**Task objective**
Reproduce the lines below, from the one containing "the truck hood" through the last line, leaving out the pictures.

═════ Provided material

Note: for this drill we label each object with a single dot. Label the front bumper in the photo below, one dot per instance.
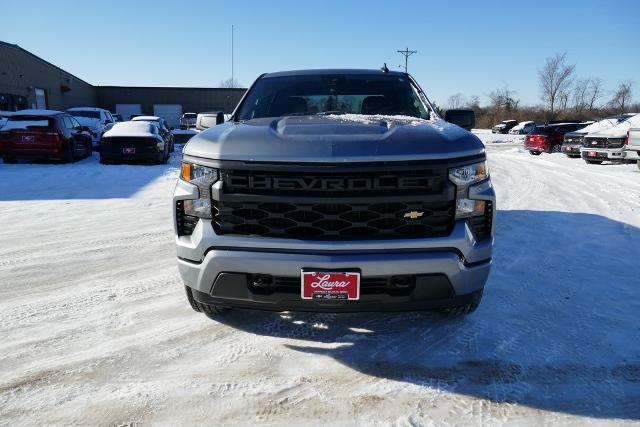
(571, 150)
(631, 154)
(602, 153)
(216, 267)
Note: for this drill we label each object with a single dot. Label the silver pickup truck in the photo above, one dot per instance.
(335, 190)
(632, 145)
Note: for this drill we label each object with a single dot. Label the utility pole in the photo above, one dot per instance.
(407, 53)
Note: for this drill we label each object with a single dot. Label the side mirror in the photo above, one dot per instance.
(466, 119)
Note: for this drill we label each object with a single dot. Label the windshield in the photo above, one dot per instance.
(332, 94)
(28, 123)
(85, 113)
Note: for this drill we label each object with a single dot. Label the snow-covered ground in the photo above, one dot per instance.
(95, 327)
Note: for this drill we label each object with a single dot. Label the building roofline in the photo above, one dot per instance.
(15, 46)
(170, 87)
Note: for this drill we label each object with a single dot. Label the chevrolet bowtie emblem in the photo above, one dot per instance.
(413, 214)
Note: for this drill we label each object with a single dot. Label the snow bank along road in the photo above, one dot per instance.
(95, 327)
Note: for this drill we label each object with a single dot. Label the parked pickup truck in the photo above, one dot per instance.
(632, 145)
(337, 191)
(609, 144)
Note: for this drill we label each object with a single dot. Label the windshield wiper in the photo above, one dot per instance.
(326, 113)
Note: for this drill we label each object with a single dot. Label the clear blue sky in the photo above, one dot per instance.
(463, 46)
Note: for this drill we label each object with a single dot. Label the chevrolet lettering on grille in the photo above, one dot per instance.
(265, 182)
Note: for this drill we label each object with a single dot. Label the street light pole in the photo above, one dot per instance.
(407, 53)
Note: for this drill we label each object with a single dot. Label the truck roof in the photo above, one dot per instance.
(331, 71)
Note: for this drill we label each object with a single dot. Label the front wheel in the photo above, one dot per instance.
(211, 311)
(69, 154)
(464, 309)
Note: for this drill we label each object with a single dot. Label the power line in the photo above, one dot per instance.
(407, 53)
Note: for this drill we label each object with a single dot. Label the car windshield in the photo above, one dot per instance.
(85, 113)
(332, 94)
(28, 123)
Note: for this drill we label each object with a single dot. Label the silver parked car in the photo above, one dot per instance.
(324, 199)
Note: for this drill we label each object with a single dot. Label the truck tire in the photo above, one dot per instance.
(69, 154)
(211, 311)
(465, 309)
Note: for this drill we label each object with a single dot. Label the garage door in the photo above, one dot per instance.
(126, 110)
(170, 112)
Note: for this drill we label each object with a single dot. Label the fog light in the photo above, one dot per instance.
(260, 280)
(466, 208)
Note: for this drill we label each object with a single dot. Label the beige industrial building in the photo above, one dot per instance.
(28, 81)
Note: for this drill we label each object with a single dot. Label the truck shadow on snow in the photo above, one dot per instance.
(558, 328)
(84, 179)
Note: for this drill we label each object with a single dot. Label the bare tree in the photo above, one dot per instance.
(230, 83)
(473, 103)
(456, 101)
(622, 96)
(581, 94)
(504, 99)
(555, 79)
(596, 90)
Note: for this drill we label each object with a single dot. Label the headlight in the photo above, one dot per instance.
(203, 177)
(463, 177)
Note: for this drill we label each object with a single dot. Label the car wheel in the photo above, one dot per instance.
(464, 309)
(69, 154)
(211, 311)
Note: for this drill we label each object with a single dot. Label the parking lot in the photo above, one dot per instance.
(96, 328)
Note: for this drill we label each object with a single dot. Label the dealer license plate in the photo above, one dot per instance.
(330, 285)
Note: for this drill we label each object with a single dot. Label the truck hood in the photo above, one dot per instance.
(87, 121)
(343, 138)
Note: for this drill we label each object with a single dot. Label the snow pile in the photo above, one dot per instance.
(136, 129)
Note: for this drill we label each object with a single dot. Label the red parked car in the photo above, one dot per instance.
(44, 134)
(549, 138)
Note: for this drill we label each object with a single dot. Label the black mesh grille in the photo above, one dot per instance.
(594, 143)
(481, 225)
(185, 223)
(335, 221)
(405, 203)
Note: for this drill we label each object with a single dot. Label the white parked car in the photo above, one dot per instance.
(522, 128)
(632, 145)
(97, 120)
(188, 120)
(608, 144)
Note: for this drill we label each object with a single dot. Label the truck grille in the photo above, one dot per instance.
(330, 206)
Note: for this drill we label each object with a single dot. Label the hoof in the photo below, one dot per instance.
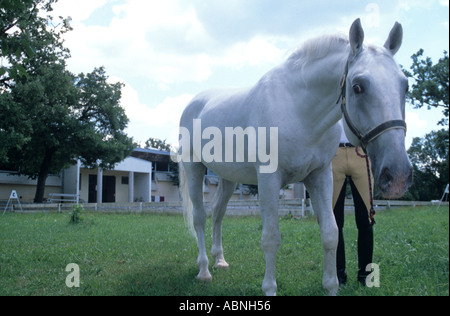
(221, 264)
(204, 277)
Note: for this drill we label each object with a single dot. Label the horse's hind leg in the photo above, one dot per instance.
(319, 185)
(195, 175)
(223, 195)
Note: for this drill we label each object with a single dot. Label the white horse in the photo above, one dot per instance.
(296, 101)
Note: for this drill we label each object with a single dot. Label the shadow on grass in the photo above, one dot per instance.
(168, 279)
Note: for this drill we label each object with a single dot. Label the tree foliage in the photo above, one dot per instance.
(430, 154)
(431, 85)
(49, 116)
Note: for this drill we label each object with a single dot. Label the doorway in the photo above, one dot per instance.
(108, 191)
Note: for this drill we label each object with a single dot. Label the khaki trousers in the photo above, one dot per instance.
(348, 163)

══════════

**Answer**
Note: for this drill we label each object with a single dot. Label the truck hood in the photo above, one dot per instance.
(87, 121)
(343, 138)
Note: for this drill we label each object with a single dot. Label the snow pile in the photo above, one dot per instance.
(136, 129)
Note: for this drill we label each object with a single dot. Label the red parked car in the photo above, one dot per instance.
(44, 134)
(549, 138)
Note: for this drill we label each object with a single dot. Label the black mesh grille in the photo above, one dot per instance.
(594, 143)
(481, 225)
(185, 223)
(335, 221)
(405, 203)
Note: for this drill we label each object with a single dot. Label the white parked car in the photo above, one dot per instance.
(522, 128)
(632, 145)
(97, 120)
(188, 120)
(608, 144)
Note: for this drill we label each object with a single dot. Label the truck grille in the photo above, one dot per instance.
(330, 206)
Note: for this drill we label each object with a single dot. Label the hoof in the photo below, one dot per instance.
(221, 264)
(204, 277)
Note: for this drill we label each object with a single dot. Label the horse's hind leg in the photo above, one dot per instance.
(319, 185)
(195, 175)
(223, 195)
Note: for this drill we label each object with a single dot. Label the white horse in the photo above, one dot per instance.
(296, 101)
Note: for this drill we label each object with a single dot. Label the shadow on grass in the photo above, one dot per instance.
(168, 279)
Note: for this drill we label each object with a single dot. Label the tree foliage in the photo above, one dot per instance.
(430, 154)
(431, 85)
(49, 116)
Note: for this drill we label each object with a single dot. Label the doorway in the photo above, one dot per instance.
(108, 191)
Note: for this drill we label each object with a single dot. Label the khaki trousers in the photo above, one dot per instance.
(348, 163)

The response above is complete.